• JOB:
Please find every line in the data below that contains the word "mask", and copy each of those lines. Case counts.

• RECORDS PROVIDED:
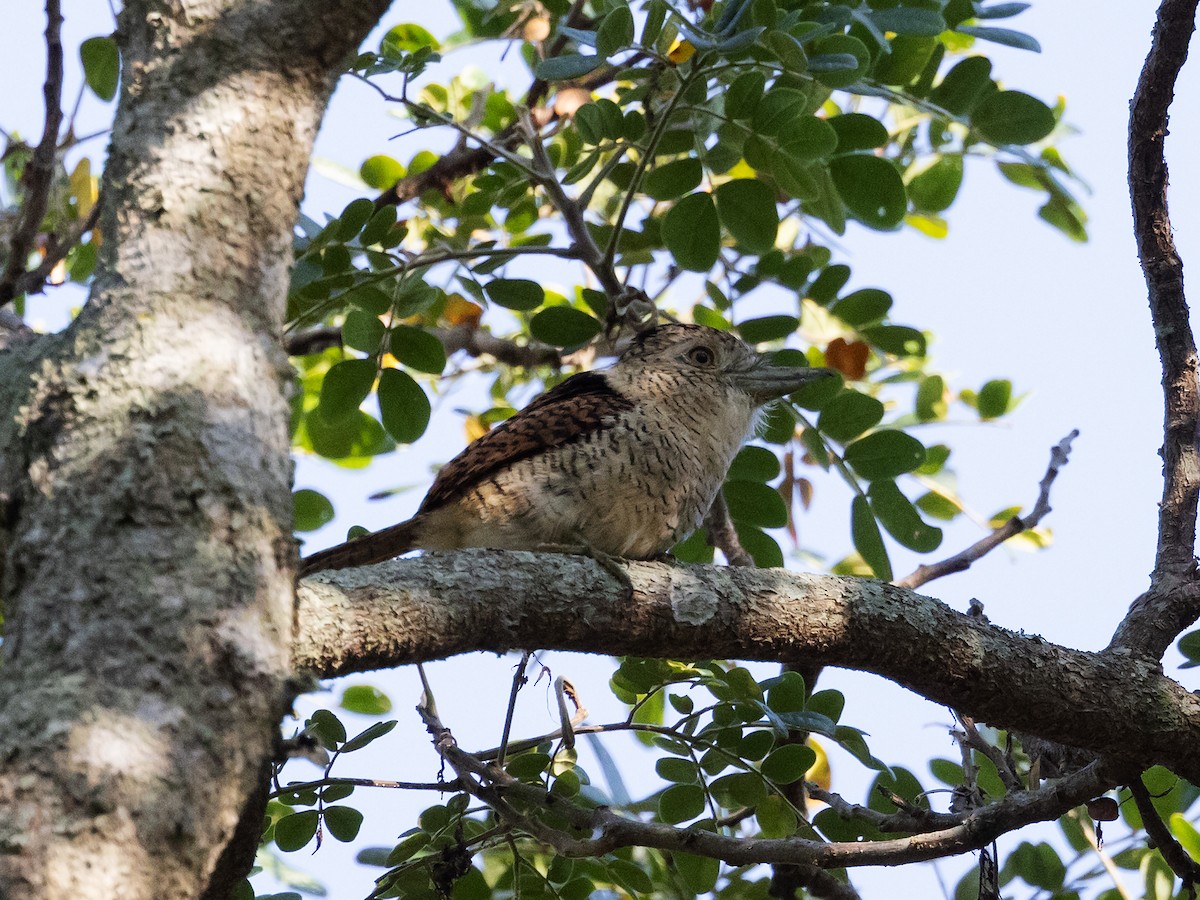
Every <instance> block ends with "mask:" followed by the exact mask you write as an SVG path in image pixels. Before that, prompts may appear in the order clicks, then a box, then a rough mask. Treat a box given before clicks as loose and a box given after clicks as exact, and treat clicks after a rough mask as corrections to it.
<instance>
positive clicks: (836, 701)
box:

* * *

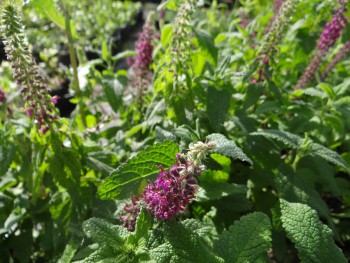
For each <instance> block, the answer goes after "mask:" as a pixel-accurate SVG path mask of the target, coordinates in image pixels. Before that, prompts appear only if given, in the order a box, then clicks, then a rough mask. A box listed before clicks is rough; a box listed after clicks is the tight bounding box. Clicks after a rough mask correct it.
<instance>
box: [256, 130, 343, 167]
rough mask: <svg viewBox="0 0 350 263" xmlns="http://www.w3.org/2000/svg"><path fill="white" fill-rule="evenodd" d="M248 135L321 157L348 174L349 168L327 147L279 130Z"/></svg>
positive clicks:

• EXERCISE OUTPUT:
Every <instance> block ends with "mask:" followed by the exact mask you write as an SVG path in image pixels. Before that, prompts may appear in the order clicks, then a box, then a rough mask. Treat a box given before clicks as loose and a box given after clicks as exact, and treat clicks after a rough mask as corrections to it.
For each <instance> block, the answer goes after "mask:" as a pixel-accurate SVG path mask of the target, coordinates in image pixels. Before that, prompts appear only if given, in the order a box, then clicks, then a rough mask. A box listed before clicks is rough; a box listed after clicks is the tight bounding box. Clicks after a rough mask correct it.
rough mask: <svg viewBox="0 0 350 263" xmlns="http://www.w3.org/2000/svg"><path fill="white" fill-rule="evenodd" d="M248 135L321 157L348 174L349 168L327 147L279 130Z"/></svg>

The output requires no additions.